• [Problem requirements]: An exact reproduction of the records is required. Images must be left out.

(Records contained in a dataset)

════════════════════

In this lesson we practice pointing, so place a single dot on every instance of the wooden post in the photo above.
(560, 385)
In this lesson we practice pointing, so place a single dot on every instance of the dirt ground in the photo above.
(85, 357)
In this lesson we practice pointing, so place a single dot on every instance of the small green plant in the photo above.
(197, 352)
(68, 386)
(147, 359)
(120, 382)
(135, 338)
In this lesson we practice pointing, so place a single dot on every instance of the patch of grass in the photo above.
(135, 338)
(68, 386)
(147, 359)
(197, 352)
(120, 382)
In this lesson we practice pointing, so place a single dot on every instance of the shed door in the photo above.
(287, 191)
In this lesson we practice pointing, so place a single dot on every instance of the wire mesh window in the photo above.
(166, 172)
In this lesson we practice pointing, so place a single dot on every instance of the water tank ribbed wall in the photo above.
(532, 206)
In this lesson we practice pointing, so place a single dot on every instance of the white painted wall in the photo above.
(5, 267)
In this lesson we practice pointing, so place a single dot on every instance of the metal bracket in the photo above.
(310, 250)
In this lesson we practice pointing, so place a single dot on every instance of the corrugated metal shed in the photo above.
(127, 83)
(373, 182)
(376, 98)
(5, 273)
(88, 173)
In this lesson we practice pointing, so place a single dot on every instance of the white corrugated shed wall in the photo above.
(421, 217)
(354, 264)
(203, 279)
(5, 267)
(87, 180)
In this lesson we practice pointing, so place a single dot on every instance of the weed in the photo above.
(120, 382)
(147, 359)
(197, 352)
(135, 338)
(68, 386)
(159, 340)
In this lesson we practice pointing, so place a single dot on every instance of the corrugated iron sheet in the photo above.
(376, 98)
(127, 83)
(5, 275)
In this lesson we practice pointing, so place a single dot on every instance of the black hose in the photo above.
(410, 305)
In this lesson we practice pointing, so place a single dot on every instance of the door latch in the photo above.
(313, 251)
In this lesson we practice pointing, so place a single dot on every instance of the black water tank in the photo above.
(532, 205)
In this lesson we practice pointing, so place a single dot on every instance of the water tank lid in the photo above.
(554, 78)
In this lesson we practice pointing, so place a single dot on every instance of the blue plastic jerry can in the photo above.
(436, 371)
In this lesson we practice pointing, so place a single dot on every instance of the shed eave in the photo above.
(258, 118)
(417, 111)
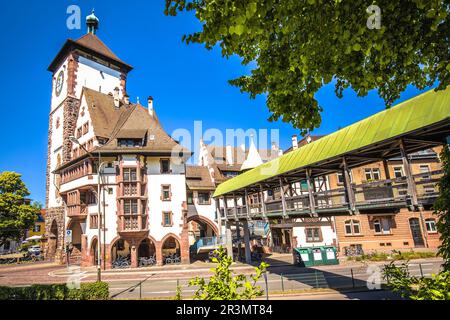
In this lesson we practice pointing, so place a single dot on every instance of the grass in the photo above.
(393, 256)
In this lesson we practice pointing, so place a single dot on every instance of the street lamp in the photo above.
(75, 140)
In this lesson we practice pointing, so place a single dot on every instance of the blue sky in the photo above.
(188, 83)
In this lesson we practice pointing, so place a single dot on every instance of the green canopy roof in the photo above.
(418, 112)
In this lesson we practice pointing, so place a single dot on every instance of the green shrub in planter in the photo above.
(87, 291)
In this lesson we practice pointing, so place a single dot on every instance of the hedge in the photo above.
(87, 291)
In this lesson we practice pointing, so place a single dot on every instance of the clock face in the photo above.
(59, 83)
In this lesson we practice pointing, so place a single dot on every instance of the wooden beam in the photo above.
(312, 204)
(263, 203)
(246, 204)
(348, 185)
(283, 199)
(235, 207)
(412, 191)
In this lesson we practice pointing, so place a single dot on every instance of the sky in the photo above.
(188, 82)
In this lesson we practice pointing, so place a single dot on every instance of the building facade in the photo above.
(113, 173)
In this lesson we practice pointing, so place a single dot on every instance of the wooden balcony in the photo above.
(376, 195)
(77, 211)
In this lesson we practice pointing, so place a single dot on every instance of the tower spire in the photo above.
(92, 22)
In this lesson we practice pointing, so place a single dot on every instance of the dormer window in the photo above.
(129, 143)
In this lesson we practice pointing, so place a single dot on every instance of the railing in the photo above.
(372, 194)
(132, 222)
(208, 242)
(78, 210)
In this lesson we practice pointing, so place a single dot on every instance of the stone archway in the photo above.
(201, 232)
(52, 244)
(93, 252)
(146, 249)
(170, 246)
(120, 249)
(77, 234)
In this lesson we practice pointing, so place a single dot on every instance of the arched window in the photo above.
(430, 225)
(352, 227)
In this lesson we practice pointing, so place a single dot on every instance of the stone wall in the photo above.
(54, 245)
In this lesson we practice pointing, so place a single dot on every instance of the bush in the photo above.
(399, 280)
(87, 291)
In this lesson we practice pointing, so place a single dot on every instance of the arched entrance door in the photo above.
(202, 239)
(416, 232)
(146, 253)
(171, 249)
(121, 254)
(52, 240)
(94, 252)
(75, 255)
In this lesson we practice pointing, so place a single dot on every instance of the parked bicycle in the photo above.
(121, 262)
(172, 259)
(144, 261)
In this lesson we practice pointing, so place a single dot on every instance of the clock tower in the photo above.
(85, 62)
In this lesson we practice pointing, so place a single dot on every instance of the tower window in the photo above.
(165, 166)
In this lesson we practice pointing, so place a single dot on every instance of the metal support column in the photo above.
(229, 239)
(247, 207)
(348, 186)
(248, 254)
(412, 191)
(312, 202)
(283, 200)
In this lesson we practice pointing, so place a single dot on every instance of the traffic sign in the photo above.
(68, 237)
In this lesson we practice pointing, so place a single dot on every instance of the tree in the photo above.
(223, 285)
(299, 46)
(16, 213)
(441, 208)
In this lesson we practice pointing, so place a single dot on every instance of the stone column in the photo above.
(134, 257)
(158, 249)
(184, 245)
(229, 239)
(248, 254)
(84, 251)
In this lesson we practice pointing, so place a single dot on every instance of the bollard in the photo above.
(267, 287)
(421, 271)
(353, 278)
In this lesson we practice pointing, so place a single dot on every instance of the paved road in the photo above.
(162, 282)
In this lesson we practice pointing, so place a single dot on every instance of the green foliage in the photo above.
(87, 291)
(178, 295)
(441, 208)
(16, 216)
(400, 281)
(299, 46)
(223, 285)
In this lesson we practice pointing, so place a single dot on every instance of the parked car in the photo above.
(34, 250)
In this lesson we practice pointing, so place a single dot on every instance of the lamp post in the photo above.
(99, 223)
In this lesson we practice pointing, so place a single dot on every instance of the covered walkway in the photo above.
(289, 184)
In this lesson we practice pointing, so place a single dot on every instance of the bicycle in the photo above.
(144, 262)
(121, 262)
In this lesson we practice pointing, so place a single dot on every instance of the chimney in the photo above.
(150, 105)
(229, 155)
(294, 142)
(116, 98)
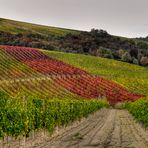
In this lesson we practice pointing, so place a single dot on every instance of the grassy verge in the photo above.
(21, 116)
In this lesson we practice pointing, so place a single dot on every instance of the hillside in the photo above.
(96, 42)
(16, 27)
(133, 77)
(34, 67)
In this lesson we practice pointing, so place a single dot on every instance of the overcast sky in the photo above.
(127, 18)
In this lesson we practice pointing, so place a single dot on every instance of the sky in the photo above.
(127, 18)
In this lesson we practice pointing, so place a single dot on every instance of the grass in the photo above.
(139, 109)
(133, 77)
(22, 27)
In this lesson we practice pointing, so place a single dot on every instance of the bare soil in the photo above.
(107, 128)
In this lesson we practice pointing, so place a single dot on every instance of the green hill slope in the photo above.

════════════════════

• [Completed task]:
In this lesson we practice pointing, so place a single dot on every instance of the wooden post in the photo above.
(560, 385)
In this lesson we practice pointing, so place a single dot on every instance of the dirt ground in the photo above.
(85, 357)
In this lesson we practice pointing, so place a single dot on every instance of the small green plant in the photo above.
(197, 352)
(68, 386)
(147, 359)
(120, 382)
(135, 338)
In this lesson we practice pointing, so place a single dot on every instance of the patch of grass in the photo above.
(135, 338)
(68, 386)
(147, 359)
(197, 352)
(120, 382)
In this lesson we practice pointing, so place a single dot on every instance of the shed door in the photo above.
(287, 191)
In this lesson we practice pointing, so place a single dot on every instance of the wire mesh window in the photo above.
(166, 172)
In this lesson we practice pointing, so place a single dot on every instance of the water tank ribbed wall in the photo above.
(532, 206)
In this lesson we practice pointing, so place a single dot on every instance of the white painted wall in the photo above.
(5, 267)
In this lesson we practice pointing, so place a single dot on every instance of the metal bracket in the photo above.
(310, 250)
In this lesson we practice pointing, so place a single dot on every instance of the corrugated metal shed in the photo above.
(127, 83)
(373, 182)
(376, 98)
(5, 273)
(88, 173)
In this lesson we practice pointing, so place a single dot on every instance of the white corrugated shed wall in the photo above.
(421, 217)
(354, 264)
(203, 279)
(5, 267)
(87, 180)
In this lesson we practice pointing, so place a single dot on every instance of the weed in the photo above.
(120, 382)
(147, 359)
(197, 352)
(135, 338)
(68, 386)
(159, 340)
In this lesson we practice pointing, so place a single dot on every instance of the corrugated iron sheet in the photo above.
(376, 98)
(127, 83)
(5, 275)
In this lesson we practice pointing, so place a single dot on every instance of the black hose in the photo above.
(410, 305)
In this lesson we practice pointing, so place a single dot on every instance of the door latch in the photo above.
(313, 251)
In this lesson we practice pointing, so place a single dot on every instance of the black water tank in the photo above.
(532, 205)
In this lesson we practice pointing, so place a single dot on every instance of the water tank lid in the photo above.
(554, 78)
In this lesson we practice pointing, so place a single dot on every instance of the blue plastic jerry can in the photo above.
(436, 371)
In this lesson we practice pointing, so place a single dot on every instance of the shed eave in the photo above.
(258, 118)
(417, 111)
In this lesson we practice pointing, so place a single dot on every instance of the grass in the photo above.
(393, 256)
In this lesson we practice pointing, so place a single dot on every instance of the street lamp in the photo above.
(75, 140)
In this lesson we practice pointing, so place a single dot on every instance of the blue sky in the photo above.
(188, 83)
In this lesson we practice pointing, so place a single dot on every instance of the green canopy roof in the photo above.
(418, 112)
In this lesson we practice pointing, so place a single dot on every instance of the green shrub in planter in the photo above.
(87, 291)
In this lesson we practice pointing, so place a single dot on every instance of the hedge in the photo above.
(87, 291)
In this lesson we practice pointing, so place a single dot on every instance of the clock face in the photo above.
(59, 83)
In this lesson we practice pointing, so place a single dot on every instance of the wooden beam in the photo above.
(312, 204)
(263, 203)
(246, 204)
(348, 185)
(283, 199)
(235, 207)
(412, 191)
In this lesson we practice pointing, so place a single dot on every instance of the sky in the photo above.
(188, 82)
In this lesson we practice pointing, so place a single dot on every instance of the building facade in the photo above.
(113, 173)
In this lesson we practice pointing, so place a single dot on every instance of the wooden balcony in the photo above.
(376, 195)
(77, 211)
In this lesson we practice pointing, so place a single dot on every instance of the tower spire in the photo above.
(92, 22)
In this lesson we practice pointing, so place a single dot on every instance of the dormer window in the photo above.
(129, 143)
In this lesson we practice pointing, so place a single dot on every instance of the railing in the photo above.
(372, 194)
(132, 222)
(208, 242)
(78, 210)
In this lesson we practice pointing, so place a single dot on every instance of the stone archway in the photo above.
(201, 232)
(52, 244)
(93, 252)
(146, 249)
(170, 246)
(120, 249)
(77, 234)
In this lesson we practice pointing, so place a single dot on every instance of the arched window in the photo above.
(430, 225)
(352, 227)
In this lesson we practice pointing, so place a single dot on every instance of the stone wall in the photo above.
(54, 245)
In this lesson we practice pointing, so place a single dot on every instance of the bush in the photo above.
(399, 280)
(87, 291)
In this lesson we practice pointing, so place a single dot on every instance of the arched entrance door in the photo above.
(202, 239)
(416, 232)
(146, 253)
(171, 249)
(121, 254)
(52, 240)
(94, 252)
(75, 255)
In this lesson we practice pointing, so place a single dot on every instance of the parked bicycle in the photo above.
(121, 262)
(172, 259)
(144, 261)
In this lesson we practice pointing, so place a single dot on every instance of the clock tower in the photo above.
(85, 62)
In this lesson we practice pointing, so place a single dot on every instance of the tower window in the photo above.
(165, 166)
In this lesson we practice pointing, so place a single dot on every instance of the metal support column in the photo above.
(229, 239)
(247, 207)
(348, 186)
(248, 254)
(412, 191)
(312, 202)
(283, 200)
In this lesson we practice pointing, so place a single dot on every instance of the traffic sign in the photo above.
(68, 237)
In this lesson we practice pointing, so place a single dot on every instance of the tree in the photo above.
(223, 285)
(299, 46)
(16, 213)
(441, 208)
In this lesson we practice pointing, so place a single dot on every instance of the stone column in the photo above.
(134, 257)
(158, 249)
(184, 245)
(229, 239)
(248, 254)
(84, 251)
In this lesson we practice pointing, so place a single dot on every instance of the bollard in the photo above.
(267, 287)
(421, 271)
(353, 278)
In this lesson we practice pointing, so place a single dot on every instance of the paved road in the photo above.
(162, 282)
In this lesson we practice pointing, so place a single dot on every instance of the green foliage in the photo above.
(87, 291)
(178, 295)
(441, 208)
(16, 216)
(400, 281)
(299, 46)
(223, 285)
In this lesson we practice pointing, so place a single dot on every instance of the parked car in the photo above.
(34, 250)
In this lesson we practice pointing, so place a single dot on every instance of the lamp post in the photo above.
(99, 223)
In this lesson we practice pointing, so place a single dot on every instance of the covered walkway in the photo above.
(289, 184)
In this lesson we practice pointing, so place a single dot on every instance of the bicycle in the photo above.
(144, 262)
(121, 262)
In this lesson we practice pointing, so place a single dot on every instance of the chimney in the photo above.
(150, 105)
(229, 155)
(294, 142)
(116, 98)
In this lesson we practice pointing, so place a single dot on every instance of the grassy verge in the photo above.
(21, 116)
In this lesson we practice pointing, so place a single dot on every instance of the hillside in the photo above.
(96, 42)
(16, 27)
(133, 77)
(34, 67)
In this lesson we practice pointing, so place a single dot on every instance of the overcast sky in the photo above.
(127, 18)
In this lesson we practice pointing, so place a single dot on every instance of the sky in the photo above.
(127, 18)
In this lesson we practice pointing, so place a single dot on every instance of the grass in the photo above.
(139, 109)
(133, 77)
(22, 27)
In this lesson we practice pointing, so place a single dot on every instance of the bare soil in the photo above.
(107, 128)
In this lesson we practice pointing, so place a single dot on every instance of the green hill slope in the photo above.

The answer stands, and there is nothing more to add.